Race and Religion: An Interview with Margalynne Armstrong

By Dan Clendenin

Margalynne Armstrong is associate professor of law at Santa Clara University School of Law, where she has taught since 1987.

Dan: Thank you for joining us once again at Journey with Jesus. I say “again” because you were kind enough to contribute a Lenten essay for us back in 2010 (see here).

Margalynne: Thank you for inviting me back. It’s an honor to be included among the thoughtful and productive folks that JwJ has interviewed, and it’s a privilege to be able to speak about race in this forum.

I want to begin with the power of personal story. You bring an unusual background to the many complex questions about race and religion. Please tell us about that.

I was raised in Chicago by a Roman Catholic mother and a father who was not a church-goer. My mom was in charge of our religious upbringing, so we attended Catholic mass but were never baptized in the Catholic Church. Because Chicago under Mayor Richard Daley (the first) was such a Catholic city, even though I went to public school the Catholics were released from school early on Wednesdays to go to catechism at a nearby parochial school. By the time I reached high school my family was only going to church on Easter. So, I grew up thinking I was Catholic, but wasn’t officially. I went to Earlham College, a Quaker institution that I learned about in high school when I was involved with the American Friends Service Committee working on anti-war and education issues. At Earlham I went to Quaker Meeting, and continued to attend Meeting in San Francisco for a few years after I graduated from law school at Berkeley. I met my spouse Andrew at law school. He grew up attending Hebrew school and confirmation, but was never bar mitzvahed because his rabbi found no scriptural support for the ceremony. Andy is decidedly agnostic. After we had our daughter, I decided to raise her as an Episcopalian, primarily because the church ordained women, was welcoming to everyone, including lesbians and gays (at least the churches I knew of), and the services were very recognizable to me from the mass I attended as a child. I attended foundational classes at Grace Cathedral in San Francisco for a year and was baptized there on Easter, twenty five years ago. My daughter and I attended St. Mark’s Episcopal Church in Palo Alto. She now identifies as Jewish, but is very involved in working for the rights of Palestinians.

You and your husband Andy met at an auspicious time and place of social ferment — the University of California’s Berkeley law school in the late 1970s.

Berkeley Law School (then known as Boalt Hall) had a somewhat conservative faculty with a predominantly liberal student body. There were some fairly radical students involved in gay and lesbian rights, diversification of the faculty, and the anti-nuclear movement. I recall a few faculty members who were pretty leftist, but they were the minority. I was actually surprised at how un-radical Berkeley was. And the year I graduated was the year Reagan took office as president, so my class graduated not with a bang, but a whimper.

+ + + + + + +

- _Task_
Continue the interview with Margalynne Armstrong about race and religion, starting after its last sentence.

+ + + + + + +

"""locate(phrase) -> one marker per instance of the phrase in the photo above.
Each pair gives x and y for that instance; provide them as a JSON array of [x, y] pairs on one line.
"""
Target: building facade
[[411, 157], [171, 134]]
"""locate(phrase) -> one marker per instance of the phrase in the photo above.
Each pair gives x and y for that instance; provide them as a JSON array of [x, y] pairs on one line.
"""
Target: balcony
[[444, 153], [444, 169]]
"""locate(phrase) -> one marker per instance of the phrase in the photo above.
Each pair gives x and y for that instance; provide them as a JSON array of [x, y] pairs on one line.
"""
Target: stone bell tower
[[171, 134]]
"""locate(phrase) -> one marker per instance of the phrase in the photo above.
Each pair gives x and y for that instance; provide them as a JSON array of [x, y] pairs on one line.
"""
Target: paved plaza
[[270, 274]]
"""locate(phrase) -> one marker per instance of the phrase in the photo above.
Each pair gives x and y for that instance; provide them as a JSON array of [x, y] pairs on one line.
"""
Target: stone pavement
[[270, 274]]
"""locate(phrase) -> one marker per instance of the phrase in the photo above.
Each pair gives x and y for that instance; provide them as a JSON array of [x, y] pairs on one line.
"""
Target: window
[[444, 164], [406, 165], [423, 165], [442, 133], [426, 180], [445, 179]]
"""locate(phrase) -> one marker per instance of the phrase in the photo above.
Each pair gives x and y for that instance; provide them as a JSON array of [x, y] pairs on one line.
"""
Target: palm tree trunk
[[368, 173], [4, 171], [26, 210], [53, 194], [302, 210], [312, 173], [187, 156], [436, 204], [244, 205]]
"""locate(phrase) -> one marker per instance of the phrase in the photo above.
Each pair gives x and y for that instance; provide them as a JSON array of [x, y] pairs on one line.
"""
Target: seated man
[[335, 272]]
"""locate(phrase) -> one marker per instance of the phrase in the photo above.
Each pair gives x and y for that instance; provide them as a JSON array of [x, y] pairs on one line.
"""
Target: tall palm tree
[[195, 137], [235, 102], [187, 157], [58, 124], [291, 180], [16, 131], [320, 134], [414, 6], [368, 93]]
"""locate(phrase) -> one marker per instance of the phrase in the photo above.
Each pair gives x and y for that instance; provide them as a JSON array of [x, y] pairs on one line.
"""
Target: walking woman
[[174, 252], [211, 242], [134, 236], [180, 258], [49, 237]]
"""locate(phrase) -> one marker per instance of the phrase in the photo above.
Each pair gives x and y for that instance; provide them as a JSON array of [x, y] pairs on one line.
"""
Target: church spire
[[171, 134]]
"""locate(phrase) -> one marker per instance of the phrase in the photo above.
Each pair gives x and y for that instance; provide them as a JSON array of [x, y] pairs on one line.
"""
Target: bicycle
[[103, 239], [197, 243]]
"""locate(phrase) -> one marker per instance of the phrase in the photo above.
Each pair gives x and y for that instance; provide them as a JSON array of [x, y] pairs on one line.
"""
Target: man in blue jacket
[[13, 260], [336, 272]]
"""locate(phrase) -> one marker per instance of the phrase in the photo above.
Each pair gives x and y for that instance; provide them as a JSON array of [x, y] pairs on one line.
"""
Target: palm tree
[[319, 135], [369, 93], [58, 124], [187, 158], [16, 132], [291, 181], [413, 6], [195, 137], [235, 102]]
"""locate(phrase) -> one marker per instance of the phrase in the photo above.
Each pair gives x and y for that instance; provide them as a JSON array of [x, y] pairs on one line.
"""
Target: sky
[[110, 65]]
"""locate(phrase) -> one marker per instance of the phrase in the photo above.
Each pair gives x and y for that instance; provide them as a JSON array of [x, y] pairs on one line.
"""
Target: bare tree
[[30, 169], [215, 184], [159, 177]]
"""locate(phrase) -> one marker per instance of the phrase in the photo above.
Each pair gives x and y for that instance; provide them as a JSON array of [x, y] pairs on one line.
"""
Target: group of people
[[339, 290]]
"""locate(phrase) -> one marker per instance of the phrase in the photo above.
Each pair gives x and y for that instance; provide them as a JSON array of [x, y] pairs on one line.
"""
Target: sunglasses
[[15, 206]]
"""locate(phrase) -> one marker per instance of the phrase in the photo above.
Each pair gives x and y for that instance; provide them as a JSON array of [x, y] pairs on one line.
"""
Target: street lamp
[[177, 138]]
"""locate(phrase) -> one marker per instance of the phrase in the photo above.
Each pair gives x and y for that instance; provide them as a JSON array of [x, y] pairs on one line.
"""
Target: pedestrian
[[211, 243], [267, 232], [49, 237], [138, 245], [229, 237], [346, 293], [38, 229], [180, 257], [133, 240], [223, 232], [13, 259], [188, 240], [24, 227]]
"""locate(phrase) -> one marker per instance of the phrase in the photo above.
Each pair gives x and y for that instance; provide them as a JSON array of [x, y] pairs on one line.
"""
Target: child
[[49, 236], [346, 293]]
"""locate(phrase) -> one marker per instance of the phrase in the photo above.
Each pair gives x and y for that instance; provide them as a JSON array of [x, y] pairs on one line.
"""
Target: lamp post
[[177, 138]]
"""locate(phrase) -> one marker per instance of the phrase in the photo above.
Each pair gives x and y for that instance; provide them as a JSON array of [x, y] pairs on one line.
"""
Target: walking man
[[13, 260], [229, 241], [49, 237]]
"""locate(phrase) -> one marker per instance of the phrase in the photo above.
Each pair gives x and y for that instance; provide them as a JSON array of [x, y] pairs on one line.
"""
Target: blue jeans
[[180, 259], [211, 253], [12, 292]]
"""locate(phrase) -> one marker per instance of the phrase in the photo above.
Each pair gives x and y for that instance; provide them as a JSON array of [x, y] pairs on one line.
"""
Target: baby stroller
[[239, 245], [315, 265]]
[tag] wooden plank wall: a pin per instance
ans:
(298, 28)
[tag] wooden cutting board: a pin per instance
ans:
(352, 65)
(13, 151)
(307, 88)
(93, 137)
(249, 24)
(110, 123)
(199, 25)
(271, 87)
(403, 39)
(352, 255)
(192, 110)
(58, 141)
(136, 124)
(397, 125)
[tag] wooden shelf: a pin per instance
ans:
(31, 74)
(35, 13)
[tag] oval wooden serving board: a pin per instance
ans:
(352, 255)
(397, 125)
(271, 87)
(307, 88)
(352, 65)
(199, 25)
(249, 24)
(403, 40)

+ + + + + + +

- _Response below_
As a law professor, you’ve published scholarly articles on racial discrimination, social justice, housing, and teaching about race and privilege. You’re well versed in critical race theory. You’ve spent a lot of time thinking about race and religion.

Well, I think a great deal more about race than religion these days. I’ve been in a pretty secular mode lately, trying to work for and write about social causes that I believe are important. It’s interesting to compare the Black Life Matters movement, which does not operate from within institutions, with the Civil Rights Movement, which was so deeply rooted in Black churches. Not that Black churches aren’t involved, but they’re not the center of BLM leadership.

And unlike many intellectuals, you care about popular culture, especially music and cinema. You recently explained to me Beyoncé’s use of the racially-charged meme “Becky” in her new album “Lemonade”: “He only want me when I’m not there / He better call Becky with the good hair.” It turns out that’s a loaded phrase with its own cultural history.

The Becky reference comes out of an old Sir-Mix-A-Lot video in which two white girls, one of whom is named Becky, disparage the behinds of Black women for being too big. So Becky became a slang term for white girls. There’s a tradition among Black intellectuals to recognize and write about Black popular culture, which is often simultaneously castigated and appropriated by the larger society. Zora Neale Hurston, Richard Wright, and Claude McKay, leading authors of the Harlem Renaissance, rejected the notion that Black respectability required adopting white culture and suppressing all things Black. Hurston puckishly referred to herself as the Queen of “the Niggerati,”[1] a label she coined for her fellow artists and authors who were honestly examining the experience of being Black Americans. Today, Professor Cornel West writes about and produces rap music, and bell hooks [sic] recently published a critique of Beyoncé’s film and CD “Lemonade” in order to challenge the artist and her audience to move beyond celebrating women’s strength and ability to endure the pain inflicted by patriarchy through “daring to create lives of sustained optimal well-being and joy.”[2] And Professor Henry Louis Gates of Harvard is on public television with his genealogy of the celebrities show, which got very interesting when Ben Affleck asked Gates to hide Affleck’s slave-owning ancestry.

So, you bring a rich mixture of the personal, the popular, the religious, and the intellectual. A rare gift!

Well, I don’t think many Constitutional Law professors use Sir-Mix-A-Lot to help students remember Article I Section 10’s prohibition against granting titles of nobility.

Perfect!

I’ve been thinking about how misleading it can be to generalize about race for 40 million American Blacks. I just read two very different memoirs by Black authors — Negroland (2015) by Margo Jefferson, who grew up among Chicago’s black aristocracy, and Between the World and Me (2015) by Ta-Nehisi Coates, who gives voice to urban rage and despair. To take another example, The Warmth of Other Suns (2010) by Isabel Wilkerson tells three very different stories about Blacks who migrated out of the south, including a surgeon who was not allowed to operate on white people.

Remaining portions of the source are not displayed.